= Work to complete =
[1] Retype everything in the article on Alpine's Hungary win below, from "With Ocon eighth" down to "as to gain.".
[2] Using the article on Alpine's Hungary win below, answer these:
(a) Where on the grid did Ocon start?
(b) Which tyre did Budkowski call the weakest at this track?
(c) Which team chose not to pit for slicks after the formation lap?

It happened twice in 2020, with Pierre Gasly and AlphaTauri triumphing at Monza, and Sergio Perez and Racing Point winning the Sakhir GP in Bahrain.
In Hungary last weekend it was the turn of Esteban Ocon and Alpine to benefit from a little chaos ahead, and a team that hadn’t won since its Lotus days in 2013 finally logged another success.
Fortune played a part, but team and driver had to get everything right in order to take full advantage of the opportunity – and Ocon’s partner Fernando Alonso also played a key role.
With Ocon eighth on the grid and Alonso ninth, Alpine was already well placed relative to rivals. The team didn’t necessarily need rain to open things up – there was as much to lose as to gain.
“I didn’t know if it was a good thing,” Alpine executive director Marcin Budkowski told Motorsport.com after the flag. “
If you qualify in the top 10 in Budapest, you’re almost guaranteed points. If rain comes then you can finish on the podium, or you can finish in the gravel trap at the first corner. Some did.
“This time, it wasn’t us, but also this time we were there to take the opportunity. It was a race of opportunities. The previous ones, we weren’t there to take them. Today we were.”
Ocon emerged from the first corner chaos in second, while Alonso had less luck than his teammate, scrambling away in seventh, having been passed by five cars that started behind. On the Alpine pit wall the team tried to make sense of what it had witnessed.
Esteban Ocon, Alpine A521, Sebastian Vettel, Aston Martin AMR21
Photo by: Mark Sutton / Motorsport Images
Of all the strategies discussed in the Alpine camp after qualifying, defending second place was probably not very high on the list, but Budkowski says there was no great rethink.
“Honestly, there is no significant change. We knew we would restart on inters, and [then] we could put any tyres we wanted. But we knew it was probably still a one-stop. We had got rid of the soft, which was the weakest tyre here.
“And then the sun came out, when we had chosen our tyres already. And the track started drying very quickly. We’re all already committed to inters, everybody had, but then during the formation lap the drivers reported the track was dry, and the strategist said we need to switch to dry tyres.
“And it’s a tough one, you’re P2 and you take the start on the first row… Are you better off taking position?”
As the cars completed their formation lap, the decision was made to pit both cars for slicks. Mercedes chose not to and Hamilton went round the grid, and as the next car in line Ocon was thus the first to peel off into the pit entry.
Alpine had to be sure that it was doing the correct thing – the team didn’t know that everyone else would follow Ocon in.

= Material shown =

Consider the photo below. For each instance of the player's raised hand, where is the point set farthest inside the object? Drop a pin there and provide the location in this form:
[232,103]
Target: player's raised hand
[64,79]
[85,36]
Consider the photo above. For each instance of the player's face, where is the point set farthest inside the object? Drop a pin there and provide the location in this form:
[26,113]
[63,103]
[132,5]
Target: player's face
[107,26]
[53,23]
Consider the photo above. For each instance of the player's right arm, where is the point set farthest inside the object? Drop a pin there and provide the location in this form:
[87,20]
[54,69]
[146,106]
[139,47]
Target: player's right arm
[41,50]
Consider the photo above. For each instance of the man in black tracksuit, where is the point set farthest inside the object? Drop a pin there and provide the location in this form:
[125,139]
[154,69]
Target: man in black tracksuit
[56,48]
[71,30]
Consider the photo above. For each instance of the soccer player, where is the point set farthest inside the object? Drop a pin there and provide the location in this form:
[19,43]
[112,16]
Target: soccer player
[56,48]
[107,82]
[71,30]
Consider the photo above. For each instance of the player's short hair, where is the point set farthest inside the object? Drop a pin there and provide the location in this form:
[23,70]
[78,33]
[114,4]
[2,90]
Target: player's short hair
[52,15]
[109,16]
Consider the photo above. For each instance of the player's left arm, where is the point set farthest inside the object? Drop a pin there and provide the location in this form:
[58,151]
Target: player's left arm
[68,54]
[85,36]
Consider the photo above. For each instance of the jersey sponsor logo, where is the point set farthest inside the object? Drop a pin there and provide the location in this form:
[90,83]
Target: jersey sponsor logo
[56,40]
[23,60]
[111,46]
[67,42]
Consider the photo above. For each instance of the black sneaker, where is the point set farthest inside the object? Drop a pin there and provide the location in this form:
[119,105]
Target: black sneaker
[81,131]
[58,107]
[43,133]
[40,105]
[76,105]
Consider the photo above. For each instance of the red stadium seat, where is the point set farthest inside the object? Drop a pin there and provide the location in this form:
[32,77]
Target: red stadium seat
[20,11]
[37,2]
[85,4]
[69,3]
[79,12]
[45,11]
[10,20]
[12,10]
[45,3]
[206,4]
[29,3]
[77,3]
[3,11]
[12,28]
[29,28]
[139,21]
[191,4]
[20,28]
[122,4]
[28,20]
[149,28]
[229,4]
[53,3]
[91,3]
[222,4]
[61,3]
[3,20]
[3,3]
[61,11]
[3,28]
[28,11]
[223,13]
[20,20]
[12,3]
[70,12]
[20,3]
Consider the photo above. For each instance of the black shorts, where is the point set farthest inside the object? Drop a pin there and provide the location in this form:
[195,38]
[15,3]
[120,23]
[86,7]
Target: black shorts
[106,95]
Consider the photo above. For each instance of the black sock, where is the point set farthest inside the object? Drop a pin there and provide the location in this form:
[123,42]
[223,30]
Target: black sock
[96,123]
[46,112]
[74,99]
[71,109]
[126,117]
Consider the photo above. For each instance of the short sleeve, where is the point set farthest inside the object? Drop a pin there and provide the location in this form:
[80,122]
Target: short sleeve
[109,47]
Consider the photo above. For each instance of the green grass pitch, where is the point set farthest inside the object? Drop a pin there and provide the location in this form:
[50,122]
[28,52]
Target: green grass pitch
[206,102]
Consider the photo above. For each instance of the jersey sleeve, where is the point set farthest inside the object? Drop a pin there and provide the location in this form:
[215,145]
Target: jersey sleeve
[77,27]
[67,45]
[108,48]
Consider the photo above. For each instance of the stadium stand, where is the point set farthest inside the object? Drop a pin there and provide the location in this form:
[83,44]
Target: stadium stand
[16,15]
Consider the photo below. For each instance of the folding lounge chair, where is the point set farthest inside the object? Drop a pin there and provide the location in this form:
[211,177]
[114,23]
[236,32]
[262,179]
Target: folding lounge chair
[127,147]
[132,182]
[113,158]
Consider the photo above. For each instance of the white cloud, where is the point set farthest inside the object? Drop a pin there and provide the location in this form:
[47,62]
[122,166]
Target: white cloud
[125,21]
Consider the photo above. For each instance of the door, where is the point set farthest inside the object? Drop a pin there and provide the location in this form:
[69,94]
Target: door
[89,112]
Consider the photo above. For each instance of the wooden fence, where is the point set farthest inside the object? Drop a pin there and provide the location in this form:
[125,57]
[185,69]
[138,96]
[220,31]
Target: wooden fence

= Complete answers =
[1]
With Ocon eighth on the grid and Alonso ninth, Alpine was already well placed relative to rivals. The team didn’t necessarily need rain to open things up – there was as much to lose as to gain.

[2]
(a) Eighth
(b) The soft
(c) Mercedes